# Exercises to complete
[A] Translate this sentence from the commentary on Philippine taxes and elections into Spanish: "It is said that we get the government we deserve."
[B] From the commentary on Philippine taxes and elections, transcribe the text between "Ordinary Filipinos should" and "range of fees?", inclusive.

Ordinary Filipinos should wonder why it’s so tough to move up in the income ladder within one lifetime in this country, while people who enter government see their wealth surge in the blink of an eye. Voters should ask such candidates: why are you so rich while we’re so poor?

And with all sorts of taxes and fees being collected for nearly all commodities and services, why is the delivery of so many basic services being turned over to the private sector? Private businessmen of course need a return on investment – the bigger the ROI and the quicker to collect, the better, before a new administration comes in and scraps or rewrites the contract.

How does the government utilize the VAT that we all pay on everything from water to medicine and food, plus the income and corporate taxes, fuel excise taxes, tariffs and a wide range of fees?

Surely the country has more urgent needs than brand-new five-star accommodations for 25 senators, or billions in additional maintenance and operating expenses for senators and congressmen.

Where do our taxes go? Partly to the upkeep of public officials’ armies of gofers and bodyguards, and partly to the election campaigns of politicians, including those posters stuck on electric poles and hanging from utility cables.

The way an election campaign is waged reflects the type of service we can expect from a candidate in case of victory. Abusive campaigners become abusive government officials.

It is said that we get the government we deserve.

Maybe we deserve the mess the country is in, for all the wrong choices that we keep making. But do your children, and your children’s children, deserve it?

# Collected data entries
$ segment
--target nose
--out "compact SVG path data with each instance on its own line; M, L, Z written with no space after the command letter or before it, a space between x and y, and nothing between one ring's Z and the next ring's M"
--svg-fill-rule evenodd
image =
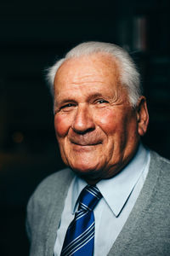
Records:
M79 134L84 134L95 129L93 114L88 106L78 106L72 129Z

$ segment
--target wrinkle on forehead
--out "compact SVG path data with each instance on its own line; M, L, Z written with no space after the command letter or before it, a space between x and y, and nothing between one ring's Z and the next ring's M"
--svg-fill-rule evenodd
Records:
M76 69L76 67L78 67ZM81 67L81 68L80 68ZM93 68L92 68L93 67ZM66 60L59 68L54 84L62 83L60 79L65 70L65 83L80 84L86 82L99 82L103 76L114 76L114 80L119 81L120 67L117 60L106 53L94 53L90 55L82 55L79 58ZM71 77L71 80L70 78Z

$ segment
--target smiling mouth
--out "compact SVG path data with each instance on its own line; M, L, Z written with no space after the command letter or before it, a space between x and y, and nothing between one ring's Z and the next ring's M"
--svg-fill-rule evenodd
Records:
M81 147L90 147L90 146L97 146L101 144L101 143L71 143L74 145L81 146Z

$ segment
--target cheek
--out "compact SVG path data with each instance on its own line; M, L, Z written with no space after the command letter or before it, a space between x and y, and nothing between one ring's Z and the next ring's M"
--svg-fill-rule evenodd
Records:
M56 114L54 117L54 129L57 137L65 137L68 133L70 127L69 119L62 115Z
M113 111L104 111L98 119L98 125L105 133L109 135L116 130L117 119L116 113L114 113Z

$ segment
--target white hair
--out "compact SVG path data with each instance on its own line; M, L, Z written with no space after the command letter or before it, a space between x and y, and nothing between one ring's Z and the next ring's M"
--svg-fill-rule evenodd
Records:
M60 67L69 59L79 58L82 55L88 55L94 53L109 54L114 60L116 60L121 69L120 82L128 90L129 102L135 107L139 97L142 95L139 73L135 64L128 53L122 48L109 43L86 42L78 44L71 49L65 56L59 60L48 70L47 79L49 83L52 95L54 95L54 81L55 74Z

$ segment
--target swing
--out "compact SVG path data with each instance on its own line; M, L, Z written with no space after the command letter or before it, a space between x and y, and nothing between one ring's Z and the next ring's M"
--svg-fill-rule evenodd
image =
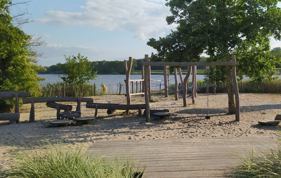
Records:
M206 80L207 81L207 111L208 111L208 114L207 116L205 116L205 118L206 119L209 119L211 117L209 115L209 82L210 79L210 67L206 66L206 69L207 69L208 75L206 76Z

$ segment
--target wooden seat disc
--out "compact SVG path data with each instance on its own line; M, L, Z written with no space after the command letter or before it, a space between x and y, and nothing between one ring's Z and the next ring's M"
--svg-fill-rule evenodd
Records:
M278 121L268 121L267 120L262 120L258 121L258 123L261 124L265 124L267 125L277 125L279 124L280 122Z
M50 121L50 124L53 125L67 125L72 123L73 121L70 119L61 119L54 120Z

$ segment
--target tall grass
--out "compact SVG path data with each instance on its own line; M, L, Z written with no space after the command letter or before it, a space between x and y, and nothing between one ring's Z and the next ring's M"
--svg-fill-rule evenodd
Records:
M42 150L14 153L16 161L8 170L0 172L0 177L139 178L145 168L135 168L135 163L128 159L109 161L102 157L85 157L81 149L66 150L61 144Z
M231 172L231 178L281 178L281 142L258 152L248 152Z

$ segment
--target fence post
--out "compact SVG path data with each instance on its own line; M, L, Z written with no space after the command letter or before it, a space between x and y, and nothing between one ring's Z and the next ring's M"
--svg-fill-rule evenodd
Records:
M96 96L96 84L94 83L94 96Z

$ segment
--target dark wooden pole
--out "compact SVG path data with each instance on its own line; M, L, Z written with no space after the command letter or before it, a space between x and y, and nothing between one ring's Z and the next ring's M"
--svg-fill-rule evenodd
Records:
M232 61L236 61L235 55L232 55ZM232 66L232 78L233 81L233 87L234 88L234 94L235 95L235 121L240 121L240 103L239 101L239 91L238 89L238 83L236 77L236 66Z
M144 60L145 61L148 62L148 55L146 54L144 56ZM149 122L150 117L150 107L149 105L149 98L148 96L148 75L149 73L148 66L145 66L144 69L144 96L145 99L145 122Z

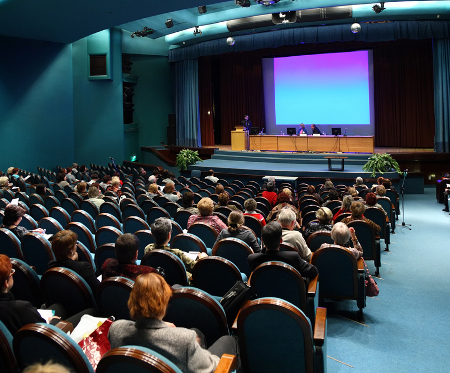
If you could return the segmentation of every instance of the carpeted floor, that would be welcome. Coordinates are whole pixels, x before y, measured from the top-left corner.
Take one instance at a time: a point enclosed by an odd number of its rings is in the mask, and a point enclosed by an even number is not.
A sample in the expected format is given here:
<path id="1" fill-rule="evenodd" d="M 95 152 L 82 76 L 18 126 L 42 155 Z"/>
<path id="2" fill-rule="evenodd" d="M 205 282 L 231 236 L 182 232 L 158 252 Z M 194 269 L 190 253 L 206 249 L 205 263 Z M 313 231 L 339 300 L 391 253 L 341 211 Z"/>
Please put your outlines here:
<path id="1" fill-rule="evenodd" d="M 380 294 L 367 298 L 365 324 L 346 318 L 356 319 L 355 301 L 328 312 L 328 372 L 450 371 L 450 215 L 434 188 L 405 197 L 411 230 L 398 226 L 382 251 Z"/>

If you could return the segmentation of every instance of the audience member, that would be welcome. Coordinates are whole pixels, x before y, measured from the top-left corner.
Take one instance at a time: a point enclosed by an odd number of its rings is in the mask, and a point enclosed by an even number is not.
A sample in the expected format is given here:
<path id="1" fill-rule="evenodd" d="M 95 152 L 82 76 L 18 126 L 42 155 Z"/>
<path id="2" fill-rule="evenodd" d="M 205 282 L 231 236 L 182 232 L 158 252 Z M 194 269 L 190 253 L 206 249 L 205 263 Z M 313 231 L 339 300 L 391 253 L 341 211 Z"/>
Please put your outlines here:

# Answers in order
[A] Se dice que tenemos el gobierno que merecemos.

[B]
Ordinary Filipinos should wonder why it’s so tough to move up in the income ladder within one lifetime in this country, while people who enter government see their wealth surge in the blink of an eye. Voters should ask such candidates: why are you so rich while we’re so poor?

And with all sorts of taxes and fees being collected for nearly all commodities and services, why is the delivery of so many basic services being turned over to the private sector? Private businessmen of course need a return on investment – the bigger the ROI and the quicker to collect, the better, before a new administration comes in and scraps or rewrites the contract.

How does the government utilize the VAT that we all pay on everything from water to medicine and food, plus the income and corporate taxes, fuel excise taxes, tariffs and a wide range of fees?